Supplied records —

════════

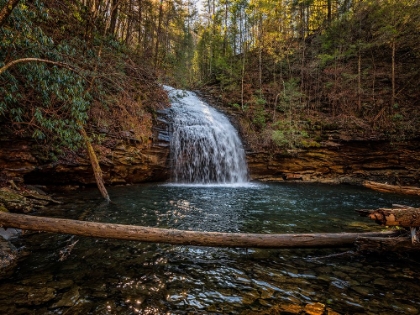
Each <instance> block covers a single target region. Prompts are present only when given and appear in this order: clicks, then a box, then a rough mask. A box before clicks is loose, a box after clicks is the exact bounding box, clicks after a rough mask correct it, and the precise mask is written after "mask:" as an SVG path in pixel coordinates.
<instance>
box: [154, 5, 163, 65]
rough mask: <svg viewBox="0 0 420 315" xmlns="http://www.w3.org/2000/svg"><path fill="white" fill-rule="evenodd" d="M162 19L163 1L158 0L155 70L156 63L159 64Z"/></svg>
mask: <svg viewBox="0 0 420 315" xmlns="http://www.w3.org/2000/svg"><path fill="white" fill-rule="evenodd" d="M162 19H163V0H160V4H159V18H158V26H157V30H156V43H155V56H154V63H155V68H157V66H158V62H159V42H160V37H161V35H160V33H161V32H162Z"/></svg>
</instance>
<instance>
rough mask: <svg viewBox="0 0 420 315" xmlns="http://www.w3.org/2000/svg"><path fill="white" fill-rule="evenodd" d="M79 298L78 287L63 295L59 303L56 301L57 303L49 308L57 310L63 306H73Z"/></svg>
mask: <svg viewBox="0 0 420 315" xmlns="http://www.w3.org/2000/svg"><path fill="white" fill-rule="evenodd" d="M79 298H80V293H79V287H78V286H75V287H73V288H71V289H70V291H67V292H66V293H64V294H63V296H62V298H61V300H60V301H58V302H57V303H54V304H53V305H52V306H51V308H59V307H63V306H67V307H70V306H73V305H75V304H76V303H77V301H78V300H79Z"/></svg>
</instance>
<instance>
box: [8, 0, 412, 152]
mask: <svg viewBox="0 0 420 315" xmlns="http://www.w3.org/2000/svg"><path fill="white" fill-rule="evenodd" d="M11 2H17V4H16V6H15V7H14V9H13V11H12V12H11V14H10V16H8V18H7V19H5V20H4V21H2V24H1V28H0V37H1V43H0V45H1V49H0V67H3V66H5V65H7V64H8V63H10V62H13V61H15V60H18V59H21V58H39V59H43V60H49V61H52V62H54V63H55V64H54V63H45V62H25V63H19V64H16V65H15V66H13V67H10V68H9V69H7V71H4V72H3V73H1V74H0V96H1V101H0V119H1V120H3V121H4V122H7V123H8V125H9V126H10V129H11V130H13V131H14V132H15V133H17V134H22V135H23V134H24V135H28V134H29V135H31V136H32V137H34V138H36V139H38V140H39V141H45V139H53V141H54V142H56V143H58V144H59V146H67V147H75V146H77V144H78V143H79V142H80V134H79V133H78V125H79V124H85V123H86V122H88V121H89V120H91V125H92V124H93V125H97V126H102V125H107V124H108V125H109V123H106V119H102V118H104V117H108V118H109V117H112V116H116V117H120V118H119V119H120V121H119V123H118V126H119V127H116V128H120V129H124V128H125V127H127V126H125V127H124V126H122V125H124V124H127V120H130V121H129V124H130V125H133V126H134V125H136V126H143V127H144V128H143V129H144V130H140V131H139V134H143V135H147V129H148V128H150V124H151V122H150V117H151V116H150V115H152V116H153V111H154V110H155V109H156V108H157V107H159V106H162V104H164V103H165V98H164V96H163V95H164V94H163V92H161V94H159V93H158V94H157V95H158V98H157V99H155V97H154V96H155V95H156V93H155V92H154V91H157V90H159V87H158V85H156V83H157V82H164V83H167V84H172V85H174V86H178V87H183V88H190V89H200V90H201V91H203V92H204V93H206V94H209V95H212V97H213V100H214V102H217V103H220V104H221V105H222V106H225V110H229V111H233V112H235V113H236V114H237V117H238V121H239V125H240V129H241V132H242V135H243V136H244V137H245V139H246V141H247V143H248V145H249V147H250V148H253V149H255V148H257V147H261V146H262V147H266V148H275V149H282V148H283V149H284V148H286V149H295V148H299V147H311V146H319V145H320V142H322V141H324V140H326V139H328V138H329V137H331V135H335V136H336V137H338V138H340V139H341V138H345V139H377V140H378V139H379V140H380V139H385V140H392V141H400V140H404V139H410V138H414V137H418V135H419V132H418V128H419V127H418V126H420V123H419V113H418V110H419V109H418V108H419V106H417V105H418V102H419V101H418V100H419V99H420V95H419V94H420V92H419V89H418V88H417V82H419V79H420V75H419V71H420V70H419V69H420V67H419V66H420V61H419V60H420V58H419V57H420V43H419V41H420V36H419V32H420V13H419V12H420V3H419V1H418V0H402V1H397V0H365V1H359V0H293V1H292V0H279V1H268V0H259V1H256V0H232V1H228V0H211V1H210V0H209V1H203V2H200V4H201V5H200V8H198V6H197V2H196V1H193V0H104V1H102V0H85V1H65V0H61V1H49V2H46V1H23V0H22V1H10V0H9V1H5V0H0V8H2V9H4V8H6V7H7V4H8V3H9V4H10V3H11ZM152 95H153V96H152ZM159 95H160V96H159ZM159 104H160V105H159ZM92 113H94V115H92ZM98 113H100V114H99V115H98ZM98 117H102V118H101V119H102V120H101V119H99V118H98ZM133 117H134V118H133ZM127 128H128V127H127ZM138 128H140V127H138Z"/></svg>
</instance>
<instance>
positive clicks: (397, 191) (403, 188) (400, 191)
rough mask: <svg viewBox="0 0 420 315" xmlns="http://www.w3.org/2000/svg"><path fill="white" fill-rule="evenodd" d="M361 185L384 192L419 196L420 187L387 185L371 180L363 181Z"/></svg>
mask: <svg viewBox="0 0 420 315" xmlns="http://www.w3.org/2000/svg"><path fill="white" fill-rule="evenodd" d="M363 186H364V187H366V188H370V189H373V190H376V191H380V192H384V193H395V194H404V195H415V196H420V188H419V187H414V186H399V185H388V184H382V183H377V182H372V181H365V182H363Z"/></svg>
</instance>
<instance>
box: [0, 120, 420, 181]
mask: <svg viewBox="0 0 420 315" xmlns="http://www.w3.org/2000/svg"><path fill="white" fill-rule="evenodd" d="M169 141H170V127H169V123H168V122H167V121H166V118H165V115H164V113H163V115H161V117H160V118H158V120H157V123H156V124H155V126H154V130H153V136H152V137H151V138H150V139H148V140H147V141H138V140H135V139H134V138H133V137H131V136H130V132H125V133H123V134H122V135H120V136H119V137H110V136H108V137H105V141H103V142H102V144H101V145H96V146H95V151H96V152H97V154H98V157H99V160H100V163H101V166H102V170H103V172H104V179H105V182H106V183H107V184H129V183H139V182H148V181H164V180H167V179H168V178H169V177H170V170H169V167H170V165H169V164H170V163H169ZM419 150H420V141H410V142H404V143H396V144H391V143H389V142H386V141H336V142H333V141H329V142H325V143H323V146H322V147H320V148H310V149H306V150H300V151H299V152H293V153H284V154H280V153H270V152H267V151H264V152H248V154H247V160H248V167H249V171H250V176H251V179H253V180H261V181H307V182H324V183H351V184H361V183H362V182H363V181H364V180H374V181H378V182H383V183H385V182H387V183H388V184H400V185H415V186H417V185H419V181H420V156H419V155H418V152H419ZM1 178H3V180H4V179H13V180H14V181H15V182H17V183H18V182H23V181H24V182H25V183H27V184H30V183H36V184H53V185H65V184H70V185H79V184H95V179H94V176H93V172H92V169H91V165H90V162H89V160H88V158H87V155H86V152H84V151H81V152H79V153H78V154H75V153H71V152H68V153H67V154H64V155H62V156H61V158H60V159H59V160H58V161H55V162H51V161H45V160H44V159H43V158H42V154H41V153H40V149H39V146H38V145H36V143H34V142H32V141H30V140H17V141H11V140H6V139H0V179H1Z"/></svg>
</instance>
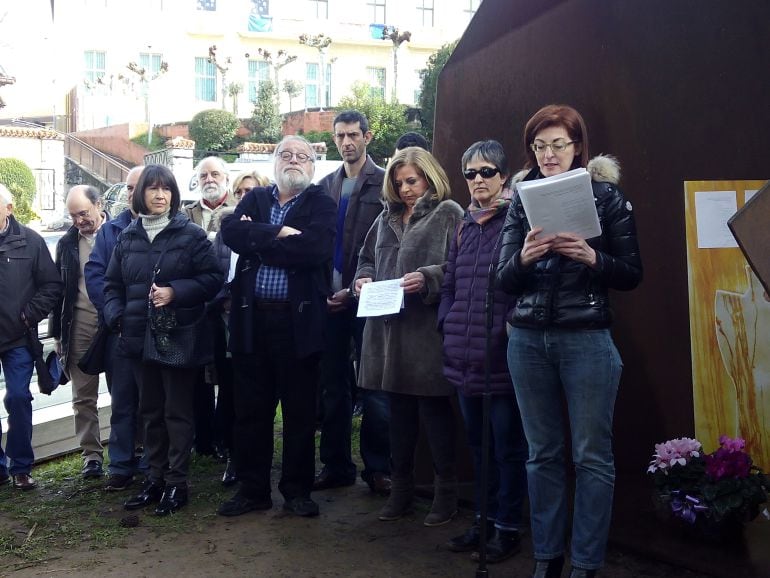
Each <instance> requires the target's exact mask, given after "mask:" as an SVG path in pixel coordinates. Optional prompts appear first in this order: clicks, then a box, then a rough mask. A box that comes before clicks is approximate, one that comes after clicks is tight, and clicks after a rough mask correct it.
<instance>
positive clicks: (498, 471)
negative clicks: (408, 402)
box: [457, 388, 527, 530]
mask: <svg viewBox="0 0 770 578" xmlns="http://www.w3.org/2000/svg"><path fill="white" fill-rule="evenodd" d="M511 394H513V388H511ZM457 400H458V402H459V405H460V410H461V411H462V414H463V419H464V420H465V430H466V434H467V436H468V445H469V446H470V448H471V453H472V455H473V471H474V475H475V478H476V480H475V482H476V483H475V487H474V490H475V499H476V516H477V517H478V516H479V515H480V508H481V500H482V497H481V496H482V493H485V494H486V500H487V519H488V520H490V521H492V520H494V522H495V526H496V527H497V528H500V529H502V530H514V529H518V528H520V527H521V526H522V521H523V515H522V510H523V507H524V498H525V497H526V495H527V470H526V465H525V464H526V461H527V440H526V438H525V437H524V430H523V429H522V426H521V415H519V407H518V405H516V398H515V397H514V396H513V395H492V396H490V398H489V426H490V437H489V441H490V446H489V456H490V459H489V470H488V476H487V487H486V492H482V488H481V459H482V447H481V437H482V433H483V428H482V423H483V401H484V400H483V398H482V397H481V396H465V395H462V394H460V395H458V396H457Z"/></svg>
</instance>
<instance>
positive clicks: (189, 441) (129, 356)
mask: <svg viewBox="0 0 770 578" xmlns="http://www.w3.org/2000/svg"><path fill="white" fill-rule="evenodd" d="M132 203H133V207H132V208H133V210H134V212H135V213H136V214H137V215H138V217H137V218H136V219H135V220H134V221H133V222H132V223H131V224H130V225H129V226H128V227H126V228H125V229H124V230H123V232H122V233H121V234H120V237H119V238H118V244H117V245H116V247H115V251H114V253H113V255H112V258H111V260H110V264H109V266H108V267H107V274H106V278H105V279H106V282H105V304H104V317H105V321H106V323H107V325H108V326H109V327H110V328H111V329H112V330H113V331H116V332H118V333H119V334H120V337H119V343H120V347H121V349H122V352H123V354H124V355H125V356H126V357H129V358H132V359H134V360H135V363H134V374H135V377H136V381H137V384H138V385H139V394H140V395H139V397H140V402H139V413H140V416H141V420H142V424H143V426H144V428H145V435H144V440H145V446H144V450H145V453H146V455H147V461H148V464H149V467H150V474H149V477H148V479H147V480H146V481H145V483H144V485H143V487H142V490H141V492H140V493H139V494H138V495H136V496H135V497H133V498H131V499H130V500H128V501H127V502H126V503H125V507H126V509H129V510H131V509H138V508H141V507H143V506H146V505H148V504H151V503H155V502H159V503H158V505H157V507H156V508H155V513H156V514H157V515H159V516H163V515H167V514H170V513H172V512H175V511H176V510H178V509H179V508H181V507H182V506H184V505H185V504H186V503H187V471H188V467H189V463H190V450H191V448H192V444H193V439H194V434H195V431H194V429H195V428H194V419H193V391H194V390H193V385H194V380H195V376H196V373H197V371H198V368H196V367H191V368H189V367H186V368H168V367H165V366H161V365H158V364H155V363H152V362H145V361H143V359H142V357H143V350H144V339H145V333H146V332H147V330H148V324H149V323H150V319H149V316H148V308H149V307H153V308H155V309H156V311H157V312H163V314H166V315H169V316H172V317H175V319H176V324H177V325H189V324H192V323H194V322H195V321H196V320H197V319H199V318H200V317H201V316H202V315H203V312H204V309H205V304H206V301H208V300H211V299H213V298H214V296H215V295H216V294H217V292H218V291H219V289H220V288H221V287H222V283H223V281H224V276H223V275H222V272H221V270H220V267H219V263H218V261H217V258H216V256H215V254H214V249H213V247H212V245H211V242H210V241H209V240H208V239H207V238H206V233H205V231H204V230H203V229H201V228H200V227H198V226H197V225H195V224H194V223H192V222H191V221H190V220H189V219H188V218H187V217H186V216H185V215H184V214H182V213H180V212H179V203H180V195H179V188H178V186H177V183H176V179H175V178H174V175H173V174H172V173H171V171H169V170H168V169H167V168H166V167H164V166H161V165H149V166H147V167H145V169H144V171H143V172H142V176H141V178H140V179H139V182H138V183H137V186H136V191H135V192H134V197H133V201H132ZM204 337H207V336H205V335H203V330H201V331H200V334H197V335H196V336H195V339H196V341H197V340H200V339H203V338H204ZM203 353H204V355H203V356H202V357H201V358H200V365H204V364H205V363H209V362H211V356H212V352H205V351H204V352H203Z"/></svg>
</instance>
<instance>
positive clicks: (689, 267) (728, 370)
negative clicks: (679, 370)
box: [685, 181, 770, 469]
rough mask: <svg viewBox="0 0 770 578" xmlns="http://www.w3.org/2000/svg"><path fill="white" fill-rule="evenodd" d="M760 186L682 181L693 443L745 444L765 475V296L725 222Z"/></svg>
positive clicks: (768, 343) (706, 445) (743, 204)
mask: <svg viewBox="0 0 770 578" xmlns="http://www.w3.org/2000/svg"><path fill="white" fill-rule="evenodd" d="M764 184H765V183H764V181H686V182H685V213H686V215H685V222H686V230H687V231H686V234H687V268H688V281H689V303H690V343H691V349H692V374H693V404H694V413H695V416H694V417H695V435H696V436H697V438H698V439H699V440H700V441H701V442H702V443H703V444H704V447H705V449H706V451H712V450H714V449H716V446H717V445H718V441H717V440H718V439H719V436H720V435H722V434H727V435H730V436H731V437H732V436H740V437H743V438H744V439H745V440H746V444H747V451H748V452H749V453H750V454H751V455H752V457H753V458H754V460H755V462H756V463H757V464H758V465H760V466H761V467H763V468H765V469H767V468H768V467H770V296H768V295H767V294H766V293H765V291H764V289H763V287H762V285H761V283H760V282H759V280H758V279H757V277H756V276H755V275H754V273H753V272H752V271H751V268H750V267H749V265H748V263H747V262H746V260H745V259H744V257H743V254H742V253H741V251H740V249H739V248H738V246H737V243H736V242H735V239H734V238H732V235H731V234H730V232H729V229H728V228H727V219H728V218H729V217H730V216H732V214H733V213H734V212H735V210H736V209H737V208H740V207H742V206H743V205H744V203H745V202H746V200H747V199H748V198H750V196H751V195H752V194H754V193H755V192H756V191H757V190H758V189H760V188H761V187H762V186H763V185H764Z"/></svg>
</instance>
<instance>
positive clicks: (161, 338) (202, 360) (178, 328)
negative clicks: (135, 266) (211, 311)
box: [142, 301, 214, 368]
mask: <svg viewBox="0 0 770 578" xmlns="http://www.w3.org/2000/svg"><path fill="white" fill-rule="evenodd" d="M202 309H203V312H202V313H201V315H200V317H199V318H198V320H197V321H195V322H194V323H190V324H186V325H179V324H178V323H177V322H176V312H175V311H174V310H173V309H172V308H170V307H155V306H154V305H153V304H152V302H151V301H150V302H149V303H148V307H147V317H148V323H147V329H146V330H145V333H144V354H143V356H142V359H143V360H144V361H147V362H151V363H156V364H158V365H162V366H163V367H175V368H189V367H200V366H202V365H207V364H209V363H213V361H214V348H213V343H212V342H211V335H212V332H211V330H210V329H209V328H208V322H207V317H206V313H205V308H202Z"/></svg>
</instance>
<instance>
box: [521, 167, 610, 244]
mask: <svg viewBox="0 0 770 578" xmlns="http://www.w3.org/2000/svg"><path fill="white" fill-rule="evenodd" d="M516 189H517V190H518V192H519V196H520V197H521V204H522V205H523V206H524V211H525V212H526V213H527V219H528V220H529V224H530V226H532V228H533V229H534V228H535V227H543V232H542V233H541V235H550V234H552V233H575V234H576V235H579V236H580V237H582V238H583V239H591V238H593V237H597V236H599V235H601V234H602V229H601V225H600V224H599V216H598V215H597V213H596V201H595V200H594V192H593V188H592V187H591V176H590V175H589V174H588V171H586V170H585V169H584V168H579V169H573V170H571V171H567V172H566V173H562V174H560V175H554V176H552V177H546V178H544V179H537V180H535V181H523V182H520V183H517V184H516Z"/></svg>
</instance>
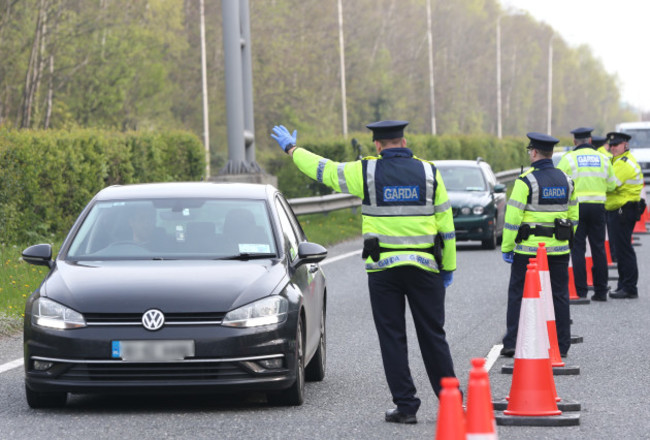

════════

Prompt —
Express the data from the line with "186L682 181L693 443L745" to the line with "positive clicks: (768, 343)" as a JSON list of strings, one string per line, with blank lines left out.

Completed exercise —
[
  "rough mask: <svg viewBox=\"0 0 770 578\" xmlns=\"http://www.w3.org/2000/svg\"><path fill=\"white\" fill-rule=\"evenodd\" d=\"M760 186L682 181L693 443L745 444L765 475V296L725 222Z\"/></svg>",
  "positive clicks: (768, 343) (706, 445) (743, 204)"
]